* Teile der Übung
[a] Wie lautet der Satz „Einer Gruppe wäre ich nur eine Last, da meine Kondition doch noch mehr als bescheiden ist.“ aus dem Thread über den Weg zum Feldberg auf Englisch?
[b] Greif den Thread über den Weg zum Feldberg nach seinem letzten Satz wieder auf und führe ihn weiter.

# Wie auf den Feldberg/Saalburg/Fuchstanz etc. kommen?



## Chriz1986ffm (24. März 2014)

Hi Leute, hab ne wahrscheinlich ziemlich Blöde Frage an euch:

Wie komme ich denn auf den Feldberg, auf die Saalburg, zum Fuchstanz etc.?

Ich bin bisher nur einmal auf dem Fuchstanz gewesen - unter der Führung des Vaters meiner damaligen Freundin, und das ist mittlerweile 10 Jahre her. So lang war ich auch nicht mehr Rad Fahren.

Da ich mir aber dieses Jahr, nach 10 Radfreien Jahren endlich wieder ein Rad geholt habe, würde ich doch ganz gerne mal wieder durch den Wald. Aber wo ansetzen? Wie den Weg finden?

Ich wohne in Bad Homburg. Bitte keine "schließe dich doch einer Gruppe an" *Tipps*, denn ich möchte das ganz gerne erstmal alleine machen. Einer Gruppe wäre ich nur eine Last, da meine Kondition doch noch mehr als bescheiden ist. Mir würde im moment wohl jeder davon fahren.

Danke schonmal!


----------



## CaseOnline (24. März 2014)

* Aufgelistete Einträge
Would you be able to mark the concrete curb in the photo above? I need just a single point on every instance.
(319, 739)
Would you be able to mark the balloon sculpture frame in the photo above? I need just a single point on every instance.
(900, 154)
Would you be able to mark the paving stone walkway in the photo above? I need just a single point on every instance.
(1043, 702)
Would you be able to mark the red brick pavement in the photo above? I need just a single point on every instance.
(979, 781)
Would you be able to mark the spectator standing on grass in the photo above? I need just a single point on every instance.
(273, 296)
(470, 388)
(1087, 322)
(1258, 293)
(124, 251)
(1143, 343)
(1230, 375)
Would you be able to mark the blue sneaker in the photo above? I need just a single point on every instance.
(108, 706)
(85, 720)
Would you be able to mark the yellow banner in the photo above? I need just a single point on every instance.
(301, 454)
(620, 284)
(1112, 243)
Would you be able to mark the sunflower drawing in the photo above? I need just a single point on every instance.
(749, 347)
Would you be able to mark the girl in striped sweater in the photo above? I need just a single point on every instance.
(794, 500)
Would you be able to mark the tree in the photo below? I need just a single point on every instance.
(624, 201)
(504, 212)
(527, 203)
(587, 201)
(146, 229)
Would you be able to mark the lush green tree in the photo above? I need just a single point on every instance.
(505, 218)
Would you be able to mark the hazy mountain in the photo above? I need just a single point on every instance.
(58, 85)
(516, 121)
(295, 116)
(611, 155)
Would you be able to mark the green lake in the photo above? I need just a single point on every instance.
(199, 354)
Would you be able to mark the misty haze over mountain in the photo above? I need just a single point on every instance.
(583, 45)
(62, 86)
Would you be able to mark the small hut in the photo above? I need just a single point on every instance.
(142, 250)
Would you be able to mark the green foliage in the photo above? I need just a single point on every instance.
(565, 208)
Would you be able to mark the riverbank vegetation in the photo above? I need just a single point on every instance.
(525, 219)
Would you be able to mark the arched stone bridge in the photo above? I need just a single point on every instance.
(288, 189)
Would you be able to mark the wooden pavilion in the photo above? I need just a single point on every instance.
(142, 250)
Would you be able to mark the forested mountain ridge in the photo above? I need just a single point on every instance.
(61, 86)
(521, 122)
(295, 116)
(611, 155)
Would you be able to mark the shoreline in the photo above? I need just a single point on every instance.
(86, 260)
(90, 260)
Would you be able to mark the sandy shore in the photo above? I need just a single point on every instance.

* Lösungen der Aufgaben
[a] I would only be a burden to a group, since my fitness is still really quite poor.

[b]
Zur Hohemark fahren und ab dort den Schildern folgen? OK, das ist low-tech. Alternative: GPS kaufen, digitale Karten, ...


----------



## MTB-News.de




----------



## Hecklerfahrer (24. März 2014)

Kompass Wanderkarte kaufen hilft. Ansonsten gibt´s in Bad Homburg ne ausgeschilderte Radstrecke zum Gotischen Haus. Da gibt´s dann ne Beschilderung auf die Saalburg, zum Sandplacken, zur Hohemark und und und.


----------



## Chriz1986ffm (24. März 2014)

Vom Gotischen Haus aus, klingt schonmal gut. Da bin ich in 10Minuten! Dankeschön


----------



## a-rs (24. März 2014)

Karte anschauen und Los. Der Taunusclub hat viele Wege beschildert. Das reicht für den Anfang

Gesendet von meinem GT-I9505 mit Tapatalk


----------



## mishis (24. März 2014)

Also ich bin ja so einer, der Blind drauf los fährt. Es ist immer wieder toll, zu sehen das der Taunus doch nicht zu klein und zu flach zum biken ist. Spaß bei Seite vom Gotischen Haus steht dir alles Offen: geradeaus zum Sandplacken und durch bis Weilburg. Rechts herum Richtung Saalburg und Herzberg-Gickelsburg-Winterstein.
Links zur Hohenmark-Fuchstanz-Falkenstein-Idstein. Ach und nicht nur der erste Weg rechts sondern auch der 2, 3 und 4 Weg führt in die gewünschte Richtung mit mehr oder weniger Umweg oder Steigung. Falls doch mal die Orientierung schwindet: ImTaunus trifft man eigentlich immer Jemanden um die nächste Ecke, der bestimmt gerne weiterhilft.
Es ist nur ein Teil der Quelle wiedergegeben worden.